'''

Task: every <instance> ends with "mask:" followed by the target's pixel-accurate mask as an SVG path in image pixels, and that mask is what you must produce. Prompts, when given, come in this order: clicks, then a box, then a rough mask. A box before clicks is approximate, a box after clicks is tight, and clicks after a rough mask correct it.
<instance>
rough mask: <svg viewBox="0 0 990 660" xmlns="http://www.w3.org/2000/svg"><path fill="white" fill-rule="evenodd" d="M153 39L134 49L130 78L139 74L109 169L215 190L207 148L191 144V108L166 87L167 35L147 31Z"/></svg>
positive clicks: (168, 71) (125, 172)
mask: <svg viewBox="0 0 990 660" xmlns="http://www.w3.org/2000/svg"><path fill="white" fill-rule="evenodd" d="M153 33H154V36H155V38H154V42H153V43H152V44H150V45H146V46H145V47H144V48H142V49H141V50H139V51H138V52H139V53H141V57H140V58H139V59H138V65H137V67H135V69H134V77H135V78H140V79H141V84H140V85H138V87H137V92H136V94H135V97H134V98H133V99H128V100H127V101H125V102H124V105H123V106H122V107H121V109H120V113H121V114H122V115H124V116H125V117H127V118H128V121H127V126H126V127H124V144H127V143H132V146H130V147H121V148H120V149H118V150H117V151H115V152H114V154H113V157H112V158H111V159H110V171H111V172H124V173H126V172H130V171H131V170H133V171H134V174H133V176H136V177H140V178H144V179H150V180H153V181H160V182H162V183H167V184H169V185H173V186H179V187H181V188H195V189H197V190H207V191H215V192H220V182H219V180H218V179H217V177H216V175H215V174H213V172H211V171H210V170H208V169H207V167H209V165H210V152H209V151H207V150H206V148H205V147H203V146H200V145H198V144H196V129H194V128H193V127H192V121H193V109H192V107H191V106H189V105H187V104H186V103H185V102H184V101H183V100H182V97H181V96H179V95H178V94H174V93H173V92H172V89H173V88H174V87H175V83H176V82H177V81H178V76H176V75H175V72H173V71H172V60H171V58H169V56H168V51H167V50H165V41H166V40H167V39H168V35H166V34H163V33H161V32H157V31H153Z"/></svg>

'''

Instruction: Please format the lines above as a JSON list of strings, with one string per line and any blank lines omitted.

Your response:
[
  "Task: every <instance> ends with \"mask:\" followed by the target's pixel-accurate mask as an SVG path in image pixels, and that mask is what you must produce. Prompts, when given, come in this order: clicks, then a box, then a rough mask. A box before clicks is approximate, a box after clicks is tight, and clicks after a rough mask correct it.",
  "<instance>",
  "rough mask: <svg viewBox=\"0 0 990 660\" xmlns=\"http://www.w3.org/2000/svg\"><path fill=\"white\" fill-rule=\"evenodd\" d=\"M153 39L134 49L130 78L139 74L109 169L215 190L207 148L191 144V108L166 87L167 35L147 31Z\"/></svg>",
  "positive clicks: (168, 71) (125, 172)",
  "mask: <svg viewBox=\"0 0 990 660\" xmlns=\"http://www.w3.org/2000/svg\"><path fill=\"white\" fill-rule=\"evenodd\" d=\"M153 33H154V36H155V38H154V42H153V43H152V44H150V45H146V46H145V47H144V48H142V49H141V50H139V51H138V52H139V53H141V57H140V58H139V59H138V65H137V67H135V69H134V77H135V78H140V79H141V84H140V85H138V87H137V92H136V94H135V97H134V98H133V99H128V100H127V101H125V102H124V105H123V106H122V107H121V109H120V113H121V114H122V115H124V116H125V117H127V118H128V121H127V126H126V127H124V144H127V143H132V146H130V147H121V148H120V149H118V150H117V151H115V152H114V154H113V157H112V158H111V159H110V171H111V172H124V173H126V172H130V171H131V170H133V171H134V174H133V176H136V177H140V178H144V179H150V180H153V181H160V182H162V183H167V184H169V185H173V186H179V187H181V188H195V189H197V190H207V191H215V192H220V182H219V180H218V179H217V177H216V175H215V174H213V172H211V171H210V170H208V169H207V167H209V165H210V152H209V151H207V150H206V148H205V147H203V146H200V145H198V144H196V129H194V128H193V127H192V121H193V109H192V107H191V106H189V105H187V104H186V103H185V102H184V101H183V100H182V97H181V96H179V95H178V94H174V93H173V92H172V89H173V88H174V87H175V83H176V82H177V81H178V76H176V75H175V72H173V71H172V60H171V58H169V56H168V51H167V50H165V41H166V40H167V39H168V35H166V34H163V33H161V32H157V31H153Z\"/></svg>"
]